(Data entries)
===

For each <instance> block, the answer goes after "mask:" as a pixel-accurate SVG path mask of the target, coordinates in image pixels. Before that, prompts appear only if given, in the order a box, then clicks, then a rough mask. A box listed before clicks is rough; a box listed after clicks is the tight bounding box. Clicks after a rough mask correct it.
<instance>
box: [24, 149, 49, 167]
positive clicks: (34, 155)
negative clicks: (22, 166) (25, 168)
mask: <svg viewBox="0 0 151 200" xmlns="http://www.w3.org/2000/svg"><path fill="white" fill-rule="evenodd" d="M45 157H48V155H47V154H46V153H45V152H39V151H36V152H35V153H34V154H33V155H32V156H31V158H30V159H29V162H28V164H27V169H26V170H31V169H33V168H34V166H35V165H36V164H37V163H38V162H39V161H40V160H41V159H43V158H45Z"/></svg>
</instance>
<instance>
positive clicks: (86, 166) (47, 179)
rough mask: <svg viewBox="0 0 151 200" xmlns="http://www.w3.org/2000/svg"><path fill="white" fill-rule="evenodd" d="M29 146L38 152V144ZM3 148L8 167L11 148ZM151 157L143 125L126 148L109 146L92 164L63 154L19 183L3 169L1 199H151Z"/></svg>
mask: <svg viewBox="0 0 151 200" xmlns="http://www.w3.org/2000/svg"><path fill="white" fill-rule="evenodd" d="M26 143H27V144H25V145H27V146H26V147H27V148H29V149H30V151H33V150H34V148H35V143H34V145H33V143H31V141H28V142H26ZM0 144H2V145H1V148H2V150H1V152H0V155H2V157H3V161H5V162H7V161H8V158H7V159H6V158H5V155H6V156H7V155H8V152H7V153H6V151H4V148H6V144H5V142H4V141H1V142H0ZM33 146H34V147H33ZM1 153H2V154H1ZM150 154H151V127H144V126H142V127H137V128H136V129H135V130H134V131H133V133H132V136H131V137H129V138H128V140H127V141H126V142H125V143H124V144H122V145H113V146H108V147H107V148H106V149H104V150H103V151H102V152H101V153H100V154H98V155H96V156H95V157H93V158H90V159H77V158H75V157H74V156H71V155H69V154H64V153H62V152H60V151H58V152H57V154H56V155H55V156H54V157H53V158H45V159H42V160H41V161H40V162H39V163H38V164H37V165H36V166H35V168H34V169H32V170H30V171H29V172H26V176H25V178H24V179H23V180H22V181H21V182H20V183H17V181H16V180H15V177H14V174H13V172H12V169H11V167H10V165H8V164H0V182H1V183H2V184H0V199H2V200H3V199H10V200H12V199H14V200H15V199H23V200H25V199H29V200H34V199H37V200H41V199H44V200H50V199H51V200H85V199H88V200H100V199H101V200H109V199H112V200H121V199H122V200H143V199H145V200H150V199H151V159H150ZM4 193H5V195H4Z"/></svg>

===

> TASK DIRECTIONS:
Exactly the lines from the one containing "</instance>" through the final line of the records above are needed, copied word for word.

> SOLUTION BELOW:
</instance>
<instance>
positive clicks: (86, 166) (47, 179)
rough mask: <svg viewBox="0 0 151 200" xmlns="http://www.w3.org/2000/svg"><path fill="white" fill-rule="evenodd" d="M29 146L38 152V144ZM3 148L8 167L11 148ZM151 157L143 125L126 148L109 146L92 164L63 154L19 183L3 169L1 199H151Z"/></svg>
mask: <svg viewBox="0 0 151 200" xmlns="http://www.w3.org/2000/svg"><path fill="white" fill-rule="evenodd" d="M26 143H27V144H25V145H27V146H26V147H27V148H29V149H30V151H33V150H34V148H35V143H34V145H33V143H31V141H28V142H26ZM0 144H2V145H1V148H2V150H1V152H0V155H2V157H3V161H5V162H7V161H8V158H7V159H6V158H5V155H6V156H7V155H8V152H7V153H6V151H4V148H6V144H5V142H4V141H1V142H0ZM33 146H34V147H33ZM1 153H2V154H1ZM150 154H151V127H144V126H142V127H137V128H136V129H135V130H134V131H133V133H132V136H131V137H129V138H128V140H127V141H126V142H125V143H124V144H122V145H113V146H108V147H107V148H106V149H104V150H103V151H102V152H101V153H100V154H98V155H96V156H95V157H93V158H90V159H77V158H75V157H74V156H71V155H69V154H64V153H62V152H60V151H58V152H57V154H56V155H55V156H54V157H53V158H45V159H42V160H41V161H40V162H39V163H38V164H37V165H36V166H35V168H34V169H32V170H30V171H29V172H26V176H25V178H24V179H23V180H22V181H21V182H20V183H17V181H16V180H15V177H14V174H13V172H12V169H11V167H10V165H8V164H0V182H1V183H2V184H0V199H2V200H3V199H10V200H12V199H14V200H15V199H23V200H25V199H29V200H34V199H37V200H41V199H44V200H50V199H51V200H85V199H88V200H100V199H101V200H109V199H112V200H121V199H122V200H143V199H145V200H150V199H151V159H150ZM4 193H5V195H4Z"/></svg>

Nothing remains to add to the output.